■ **TEXT SEGMENT**:
====

Monday, November 26, 2018

Société Générale's Albert Edwards Ponders:"Is The Market Right To Expect An End To Fed Tightening?"

From ZeroHedge:
While the G-20 summit starting this Friday is certainly the week's top market-moving event as investors and pundits will be closely watching the outcome of the meeting between Trump and Xi for any signs of a thaw in diplomatic relations and trade war rhetoric, just as important will be speeches by the Fed chair Powell and vice-Chair Clarida over the next two days for some much needed guidance on the Fed's next steps.

====

■ **DATASET RECORDS**:
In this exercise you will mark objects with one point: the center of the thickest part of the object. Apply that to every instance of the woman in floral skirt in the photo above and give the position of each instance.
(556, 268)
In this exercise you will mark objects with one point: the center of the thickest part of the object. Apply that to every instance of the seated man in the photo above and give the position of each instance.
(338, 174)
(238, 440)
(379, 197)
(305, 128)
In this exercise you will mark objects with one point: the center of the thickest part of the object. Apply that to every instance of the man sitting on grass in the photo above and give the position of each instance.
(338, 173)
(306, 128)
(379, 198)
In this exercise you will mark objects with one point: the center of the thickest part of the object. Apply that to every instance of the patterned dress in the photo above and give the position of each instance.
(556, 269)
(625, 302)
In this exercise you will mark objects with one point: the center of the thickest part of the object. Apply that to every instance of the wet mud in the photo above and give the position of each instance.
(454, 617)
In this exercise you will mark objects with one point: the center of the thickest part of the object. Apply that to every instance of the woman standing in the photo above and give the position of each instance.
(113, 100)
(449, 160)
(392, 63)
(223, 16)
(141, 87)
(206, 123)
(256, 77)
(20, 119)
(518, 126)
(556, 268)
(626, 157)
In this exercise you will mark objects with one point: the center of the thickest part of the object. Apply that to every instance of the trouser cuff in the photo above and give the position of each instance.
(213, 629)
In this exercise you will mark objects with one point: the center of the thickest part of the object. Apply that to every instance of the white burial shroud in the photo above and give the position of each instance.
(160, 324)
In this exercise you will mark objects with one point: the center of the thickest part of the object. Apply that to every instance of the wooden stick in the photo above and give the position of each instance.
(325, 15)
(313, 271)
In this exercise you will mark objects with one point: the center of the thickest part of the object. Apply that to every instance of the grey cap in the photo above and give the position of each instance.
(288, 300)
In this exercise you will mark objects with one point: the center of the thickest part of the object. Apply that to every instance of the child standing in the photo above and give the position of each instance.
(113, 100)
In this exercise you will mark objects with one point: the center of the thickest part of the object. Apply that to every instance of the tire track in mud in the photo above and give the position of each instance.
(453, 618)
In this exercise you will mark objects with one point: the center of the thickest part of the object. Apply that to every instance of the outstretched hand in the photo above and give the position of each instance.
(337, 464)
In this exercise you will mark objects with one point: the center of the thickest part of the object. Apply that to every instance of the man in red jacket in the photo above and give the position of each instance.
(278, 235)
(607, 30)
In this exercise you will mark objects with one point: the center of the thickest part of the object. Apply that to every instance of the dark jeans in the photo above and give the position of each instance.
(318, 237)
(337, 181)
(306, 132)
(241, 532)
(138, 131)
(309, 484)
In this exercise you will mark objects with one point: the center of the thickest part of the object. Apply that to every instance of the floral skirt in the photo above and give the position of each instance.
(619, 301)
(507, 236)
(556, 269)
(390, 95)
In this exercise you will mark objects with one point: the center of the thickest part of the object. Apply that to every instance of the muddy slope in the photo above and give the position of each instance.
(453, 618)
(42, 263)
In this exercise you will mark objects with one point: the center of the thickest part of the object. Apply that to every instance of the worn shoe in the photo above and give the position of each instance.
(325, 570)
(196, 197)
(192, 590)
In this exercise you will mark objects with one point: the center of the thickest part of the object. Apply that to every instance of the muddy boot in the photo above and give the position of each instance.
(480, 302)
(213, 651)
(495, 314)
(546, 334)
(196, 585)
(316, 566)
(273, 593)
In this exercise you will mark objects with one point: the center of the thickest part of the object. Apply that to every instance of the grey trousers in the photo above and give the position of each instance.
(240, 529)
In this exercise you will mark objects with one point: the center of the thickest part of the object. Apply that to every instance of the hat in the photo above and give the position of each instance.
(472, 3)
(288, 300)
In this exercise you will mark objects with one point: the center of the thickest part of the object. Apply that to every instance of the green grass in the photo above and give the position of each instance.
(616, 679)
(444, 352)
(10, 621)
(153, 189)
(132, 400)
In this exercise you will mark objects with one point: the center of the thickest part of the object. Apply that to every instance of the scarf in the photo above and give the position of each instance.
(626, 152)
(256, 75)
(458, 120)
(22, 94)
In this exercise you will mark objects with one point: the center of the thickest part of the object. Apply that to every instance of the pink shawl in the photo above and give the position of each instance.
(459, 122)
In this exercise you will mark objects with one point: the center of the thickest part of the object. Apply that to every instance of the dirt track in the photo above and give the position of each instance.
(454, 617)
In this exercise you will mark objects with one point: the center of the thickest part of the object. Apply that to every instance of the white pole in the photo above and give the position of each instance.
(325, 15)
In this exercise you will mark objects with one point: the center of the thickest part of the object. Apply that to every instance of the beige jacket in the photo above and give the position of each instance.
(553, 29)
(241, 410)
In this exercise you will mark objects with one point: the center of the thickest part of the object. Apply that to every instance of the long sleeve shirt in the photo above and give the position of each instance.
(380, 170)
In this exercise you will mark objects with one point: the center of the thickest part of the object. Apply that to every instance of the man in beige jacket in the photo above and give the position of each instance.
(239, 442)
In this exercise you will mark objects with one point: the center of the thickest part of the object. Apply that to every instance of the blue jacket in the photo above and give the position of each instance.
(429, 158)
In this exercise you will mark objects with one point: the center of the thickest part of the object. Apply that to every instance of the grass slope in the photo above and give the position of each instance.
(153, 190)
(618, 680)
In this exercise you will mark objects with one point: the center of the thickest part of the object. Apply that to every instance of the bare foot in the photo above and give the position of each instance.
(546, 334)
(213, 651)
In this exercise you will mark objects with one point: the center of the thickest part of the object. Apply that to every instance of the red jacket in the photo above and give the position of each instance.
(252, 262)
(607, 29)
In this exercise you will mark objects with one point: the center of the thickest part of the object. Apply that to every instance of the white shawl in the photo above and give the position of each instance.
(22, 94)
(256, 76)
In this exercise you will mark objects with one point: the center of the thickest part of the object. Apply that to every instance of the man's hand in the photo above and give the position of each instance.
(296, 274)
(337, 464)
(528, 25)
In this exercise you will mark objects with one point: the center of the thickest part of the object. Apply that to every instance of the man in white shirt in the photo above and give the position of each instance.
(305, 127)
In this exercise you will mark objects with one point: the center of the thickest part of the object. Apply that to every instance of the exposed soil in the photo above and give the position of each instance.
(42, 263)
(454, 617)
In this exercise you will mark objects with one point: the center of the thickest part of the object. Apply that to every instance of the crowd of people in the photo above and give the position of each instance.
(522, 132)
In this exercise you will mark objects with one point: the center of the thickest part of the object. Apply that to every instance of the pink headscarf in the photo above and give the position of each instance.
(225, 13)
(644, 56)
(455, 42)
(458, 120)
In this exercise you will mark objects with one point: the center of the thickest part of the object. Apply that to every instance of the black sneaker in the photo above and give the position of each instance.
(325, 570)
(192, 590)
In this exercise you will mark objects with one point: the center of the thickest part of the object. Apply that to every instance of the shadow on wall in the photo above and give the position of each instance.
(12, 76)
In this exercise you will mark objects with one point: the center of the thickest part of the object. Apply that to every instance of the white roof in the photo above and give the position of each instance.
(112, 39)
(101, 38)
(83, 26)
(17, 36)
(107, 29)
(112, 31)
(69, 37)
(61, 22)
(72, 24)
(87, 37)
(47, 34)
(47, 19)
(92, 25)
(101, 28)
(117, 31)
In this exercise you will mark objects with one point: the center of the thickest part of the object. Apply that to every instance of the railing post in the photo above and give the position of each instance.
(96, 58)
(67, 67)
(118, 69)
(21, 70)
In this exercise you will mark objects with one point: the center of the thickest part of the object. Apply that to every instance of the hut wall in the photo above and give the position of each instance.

====

■ **PROBLEM DETAILS**: In the text about Fed tightening, whose speeches over the next two days are expected to offer guidance on the Fed's next steps? Rely only on the text about Fed tightening for what comes next, not on the listing.

■ **RESULT**: Fed chair Powell and vice-Chair Clarida.